WORK REQUIRED: Exactly as they appear, copy the lines of the listing from the one containing "Could you spot the green foliage" through the final line, both included, and nothing else.

Position identification records:
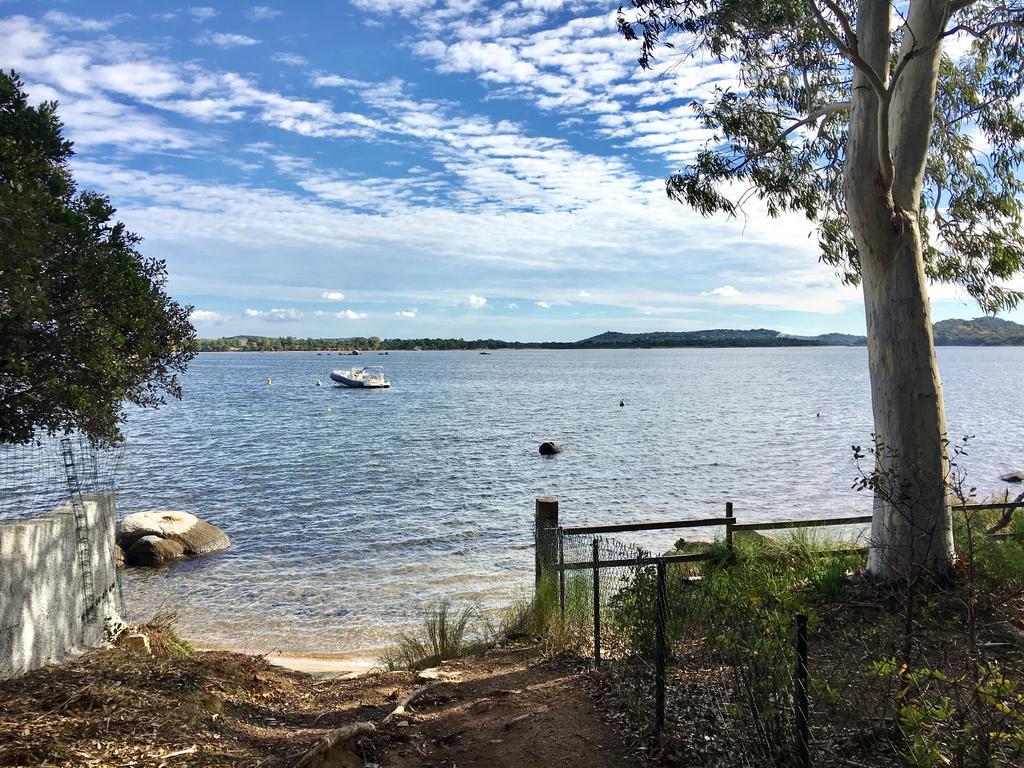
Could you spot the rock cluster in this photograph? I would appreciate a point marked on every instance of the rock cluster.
(161, 538)
(550, 449)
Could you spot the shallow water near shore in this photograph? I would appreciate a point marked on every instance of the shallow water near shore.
(353, 511)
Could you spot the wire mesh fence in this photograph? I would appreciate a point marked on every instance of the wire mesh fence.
(34, 475)
(796, 658)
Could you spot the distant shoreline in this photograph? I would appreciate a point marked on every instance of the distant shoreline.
(978, 332)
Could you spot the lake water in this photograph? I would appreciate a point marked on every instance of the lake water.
(352, 511)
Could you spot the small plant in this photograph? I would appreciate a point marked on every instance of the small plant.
(164, 636)
(446, 634)
(974, 720)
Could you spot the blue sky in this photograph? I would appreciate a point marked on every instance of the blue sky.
(414, 168)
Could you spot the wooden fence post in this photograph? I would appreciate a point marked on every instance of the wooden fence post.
(660, 650)
(597, 604)
(561, 572)
(800, 685)
(729, 522)
(545, 537)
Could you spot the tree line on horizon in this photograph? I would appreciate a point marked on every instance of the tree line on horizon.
(978, 332)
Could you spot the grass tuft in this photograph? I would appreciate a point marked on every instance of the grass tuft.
(445, 634)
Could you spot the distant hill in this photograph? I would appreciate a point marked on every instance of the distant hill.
(979, 332)
(759, 337)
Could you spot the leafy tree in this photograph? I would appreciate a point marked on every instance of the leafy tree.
(85, 324)
(904, 156)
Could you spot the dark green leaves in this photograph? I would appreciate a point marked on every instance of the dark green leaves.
(780, 134)
(85, 324)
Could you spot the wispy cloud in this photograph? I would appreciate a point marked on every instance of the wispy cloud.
(203, 13)
(68, 22)
(343, 314)
(725, 292)
(290, 59)
(226, 40)
(276, 315)
(206, 316)
(262, 13)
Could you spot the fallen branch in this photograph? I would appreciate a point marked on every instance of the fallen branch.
(189, 751)
(400, 709)
(332, 738)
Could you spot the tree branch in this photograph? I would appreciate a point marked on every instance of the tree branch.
(848, 49)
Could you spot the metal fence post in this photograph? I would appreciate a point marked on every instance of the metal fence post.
(561, 572)
(800, 695)
(597, 605)
(660, 650)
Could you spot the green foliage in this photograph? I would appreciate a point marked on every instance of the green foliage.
(781, 134)
(975, 720)
(979, 332)
(446, 634)
(1000, 561)
(85, 324)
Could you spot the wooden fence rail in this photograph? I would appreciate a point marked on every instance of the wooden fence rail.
(550, 535)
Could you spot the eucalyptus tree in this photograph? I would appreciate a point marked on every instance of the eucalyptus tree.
(898, 130)
(85, 323)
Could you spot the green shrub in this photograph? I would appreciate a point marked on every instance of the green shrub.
(446, 634)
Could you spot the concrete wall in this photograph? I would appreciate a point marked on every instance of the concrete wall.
(42, 601)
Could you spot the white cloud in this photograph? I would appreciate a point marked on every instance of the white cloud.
(724, 292)
(262, 13)
(203, 13)
(336, 81)
(275, 315)
(291, 59)
(225, 40)
(206, 316)
(343, 314)
(68, 22)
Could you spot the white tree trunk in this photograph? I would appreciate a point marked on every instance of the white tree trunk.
(911, 531)
(911, 527)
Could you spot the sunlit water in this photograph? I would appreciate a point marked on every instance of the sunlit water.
(352, 511)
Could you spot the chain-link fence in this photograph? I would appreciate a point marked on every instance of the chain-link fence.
(782, 652)
(34, 477)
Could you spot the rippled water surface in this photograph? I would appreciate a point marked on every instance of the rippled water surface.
(351, 511)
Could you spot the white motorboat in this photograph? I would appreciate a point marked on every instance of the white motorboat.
(371, 377)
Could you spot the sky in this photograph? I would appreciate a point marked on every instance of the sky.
(415, 168)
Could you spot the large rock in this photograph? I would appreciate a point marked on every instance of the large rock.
(153, 551)
(197, 537)
(550, 449)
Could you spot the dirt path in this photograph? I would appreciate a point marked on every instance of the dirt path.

PROBLEM SOLUTION:
Could you spot the green foliage in this photograph? I would appreciate a point marked on every instance of the green foliage.
(781, 134)
(975, 720)
(979, 332)
(446, 634)
(1000, 561)
(85, 324)
Could you spot the wooden fence rail in this photograph? I would appreciate a point marked on every instance of the wooden fence rail.
(550, 535)
Could you spot the eucalyptus tree in this photograph? I would appreciate a point marked on every instance of the eucalyptus tree.
(898, 130)
(85, 323)
Could you spot the green shrub in this photograph? I would appreciate a point marked on every instance of the green shrub.
(446, 634)
Could you spot the concrete wall in this photograph? I would appreciate a point marked on every instance of the concrete wall.
(42, 601)
Could you spot the white cloud in this photograph? I would appreciate a point marked on every instance of the white cloud.
(724, 292)
(262, 13)
(203, 13)
(336, 81)
(275, 315)
(291, 59)
(225, 40)
(206, 316)
(343, 314)
(68, 22)
Could you spot the white tree trunk in this photograph? I would appreciate a point marked on every instance of the white tree trunk.
(911, 531)
(911, 527)
Could you spot the sunlit water in this photograph? I would appreciate a point marked on every instance of the sunlit water.
(352, 511)
Could you spot the chain-link fence in this photograph? I would appreciate a point marked on every instance of the chain-link fence.
(782, 652)
(34, 477)
Could you spot the rippled water surface in this photograph? I would appreciate a point marked on every instance of the rippled water surface.
(351, 511)
Could you spot the white motorboat in this photograph? I would appreciate a point marked on every instance of the white motorboat.
(371, 377)
Could you spot the sky in this photograph? I would appreciate a point marked on every instance of the sky.
(415, 168)
Could you spot the large rock in this photograph? I would appreciate a point marked on every instance of the large rock.
(153, 551)
(197, 537)
(550, 449)
Could you spot the dirt path in this photograph? I would appreciate a point marked on every instance of the dirt path.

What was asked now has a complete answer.